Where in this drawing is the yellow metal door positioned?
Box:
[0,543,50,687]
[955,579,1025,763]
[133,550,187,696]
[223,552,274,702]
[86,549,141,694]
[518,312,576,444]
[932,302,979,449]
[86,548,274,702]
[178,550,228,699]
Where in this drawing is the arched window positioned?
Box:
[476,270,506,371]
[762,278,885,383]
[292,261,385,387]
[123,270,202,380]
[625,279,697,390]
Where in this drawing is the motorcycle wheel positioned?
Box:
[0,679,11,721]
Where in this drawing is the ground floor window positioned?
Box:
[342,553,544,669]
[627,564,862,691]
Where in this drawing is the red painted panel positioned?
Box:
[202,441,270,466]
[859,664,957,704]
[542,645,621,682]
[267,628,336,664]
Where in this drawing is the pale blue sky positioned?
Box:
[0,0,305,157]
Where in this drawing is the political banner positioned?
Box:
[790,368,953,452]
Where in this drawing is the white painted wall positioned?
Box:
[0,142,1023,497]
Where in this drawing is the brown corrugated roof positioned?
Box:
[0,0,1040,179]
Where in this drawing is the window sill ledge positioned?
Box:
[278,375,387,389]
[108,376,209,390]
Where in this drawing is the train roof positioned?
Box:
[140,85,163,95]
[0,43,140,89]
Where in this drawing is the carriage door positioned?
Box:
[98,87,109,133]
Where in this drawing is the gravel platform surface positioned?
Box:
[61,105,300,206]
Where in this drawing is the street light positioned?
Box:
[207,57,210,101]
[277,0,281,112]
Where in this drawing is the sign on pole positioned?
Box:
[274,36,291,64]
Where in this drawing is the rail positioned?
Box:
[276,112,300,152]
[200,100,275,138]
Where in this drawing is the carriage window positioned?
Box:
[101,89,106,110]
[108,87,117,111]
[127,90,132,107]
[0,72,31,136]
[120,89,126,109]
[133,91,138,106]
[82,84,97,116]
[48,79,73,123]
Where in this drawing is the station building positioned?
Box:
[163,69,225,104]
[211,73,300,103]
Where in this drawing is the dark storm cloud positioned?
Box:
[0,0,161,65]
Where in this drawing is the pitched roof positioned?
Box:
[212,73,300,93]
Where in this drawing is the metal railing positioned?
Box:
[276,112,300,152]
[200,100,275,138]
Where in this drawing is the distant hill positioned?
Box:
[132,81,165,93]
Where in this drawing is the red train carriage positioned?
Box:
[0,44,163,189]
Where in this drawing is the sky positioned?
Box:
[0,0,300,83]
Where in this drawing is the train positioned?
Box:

### Directions
Copy every item above line for line, with no change to any word, number, or bracket.

### Response to the task
Where in this drawing is the yellow metal door positioned?
Box:
[0,543,50,687]
[955,579,1025,763]
[133,550,187,696]
[223,552,274,702]
[86,549,141,694]
[518,312,576,444]
[932,302,979,449]
[86,548,274,702]
[178,550,228,699]
Where in this drawing is the arched window positioned?
Box:
[476,270,506,371]
[762,278,885,383]
[292,261,385,387]
[123,270,202,380]
[625,279,697,390]
Where in this drawing is the motorcycle wheel positioned?
Box:
[0,679,11,721]
Where in this drawing is the ground floor window positioned?
Box:
[342,553,544,669]
[627,564,862,691]
Where in this drawing is the red painted panel positioned?
Box:
[202,441,270,466]
[859,664,957,704]
[542,645,621,682]
[267,628,336,664]
Where in this drawing is the pale blue sky positioned?
Box:
[0,0,305,157]
Where in this drawing is the political banner positioned?
Box:
[790,368,953,452]
Where in this drawing is the white painted wall positioned?
Box:
[0,142,1023,497]
Where in this drawing is the brown corrugated roof positioned?
Box:
[0,0,1040,179]
Where in this drawing is the window sill ledge positioned?
Box:
[278,375,387,389]
[108,376,209,390]
Where in this drawing is the train roof positioned?
Box:
[140,85,163,95]
[0,43,140,89]
Where in this drawing is the carriage door positioned?
Box:
[98,87,109,133]
Where in this drawing is the gravel platform surface positioned?
Box:
[61,105,300,206]
Where in this drawing is the street light positioned?
Box:
[207,57,210,101]
[277,0,281,112]
Where in this drawing is the sign on pole positioned?
Box:
[274,36,291,64]
Where in this drawing is the rail positioned?
Box:
[276,112,300,152]
[200,100,275,138]
Where in this drawing is the carriage window positioned?
Box:
[101,89,106,110]
[108,87,117,111]
[127,90,132,107]
[0,72,31,136]
[120,89,126,109]
[133,91,138,106]
[82,84,97,116]
[48,79,73,123]
Where in this drawing is the station building positioned?
Box:
[163,69,225,104]
[211,73,300,103]
Where in this drawing is the dark storm cloud positioned?
Box:
[0,0,161,65]
Where in this drawing is the pitched roof positioned?
Box:
[212,73,300,93]
Where in this drawing is the metal railing positioned?
Box:
[276,112,300,152]
[200,100,275,138]
Where in this drawing is the distant hill positioned?
Box:
[132,81,165,93]
Where in this drawing is the red train carriage positioned?
Box:
[0,44,163,189]
Where in this drawing is the sky positioned?
Box:
[0,0,300,83]
Where in this drawing is the train positioned?
Box:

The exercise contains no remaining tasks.